Directive. Starting at the line that contains "of the tree" and continuing through the end of the entries, reproduce those lines with "small dark branch" changed to "thin dark twig" and everything else left as is. Return only those lines.

··········

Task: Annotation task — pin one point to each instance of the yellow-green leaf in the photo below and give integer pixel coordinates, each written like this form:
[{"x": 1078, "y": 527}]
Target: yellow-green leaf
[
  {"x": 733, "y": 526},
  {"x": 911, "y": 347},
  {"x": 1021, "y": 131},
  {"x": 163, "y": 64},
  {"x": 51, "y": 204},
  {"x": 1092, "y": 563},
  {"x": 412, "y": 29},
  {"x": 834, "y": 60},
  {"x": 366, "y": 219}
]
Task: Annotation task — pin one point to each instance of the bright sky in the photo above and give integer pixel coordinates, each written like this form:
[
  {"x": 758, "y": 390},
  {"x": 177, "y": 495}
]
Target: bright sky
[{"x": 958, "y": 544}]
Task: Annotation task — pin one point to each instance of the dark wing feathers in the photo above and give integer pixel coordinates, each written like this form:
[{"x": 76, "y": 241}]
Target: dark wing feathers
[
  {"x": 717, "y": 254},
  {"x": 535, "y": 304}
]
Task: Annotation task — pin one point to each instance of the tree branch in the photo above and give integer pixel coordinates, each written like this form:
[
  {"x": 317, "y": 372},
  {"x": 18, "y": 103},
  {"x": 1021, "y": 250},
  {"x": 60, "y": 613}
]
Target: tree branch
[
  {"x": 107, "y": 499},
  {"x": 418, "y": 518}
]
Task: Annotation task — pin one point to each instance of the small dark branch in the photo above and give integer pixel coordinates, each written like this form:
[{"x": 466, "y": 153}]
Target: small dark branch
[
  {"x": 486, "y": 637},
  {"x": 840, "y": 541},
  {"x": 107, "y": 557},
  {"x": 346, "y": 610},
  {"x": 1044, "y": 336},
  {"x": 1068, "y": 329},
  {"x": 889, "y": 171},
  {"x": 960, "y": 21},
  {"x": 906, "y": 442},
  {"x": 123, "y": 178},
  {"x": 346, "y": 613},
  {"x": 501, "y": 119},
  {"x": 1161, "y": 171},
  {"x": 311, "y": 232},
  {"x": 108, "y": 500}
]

··········

Full answer.
Task: Annotation task — pin one point to each instance of the tree branch in the photo above and give integer pixel coordinates, each written like this form:
[
  {"x": 317, "y": 372},
  {"x": 18, "y": 103},
  {"x": 1021, "y": 250},
  {"x": 60, "y": 613}
]
Target: tree branch
[
  {"x": 107, "y": 499},
  {"x": 418, "y": 518}
]
Task: Annotation task — pin one point to each instance of the thin dark twig in the photo above and give integer pixel coordinates, each written like this form:
[{"x": 466, "y": 153}]
Target: thin dark twig
[
  {"x": 486, "y": 637},
  {"x": 840, "y": 541},
  {"x": 107, "y": 557},
  {"x": 346, "y": 610},
  {"x": 1044, "y": 336},
  {"x": 1068, "y": 329},
  {"x": 889, "y": 171},
  {"x": 960, "y": 21},
  {"x": 906, "y": 442},
  {"x": 123, "y": 178},
  {"x": 346, "y": 613},
  {"x": 501, "y": 119},
  {"x": 1161, "y": 171},
  {"x": 311, "y": 232},
  {"x": 108, "y": 500}
]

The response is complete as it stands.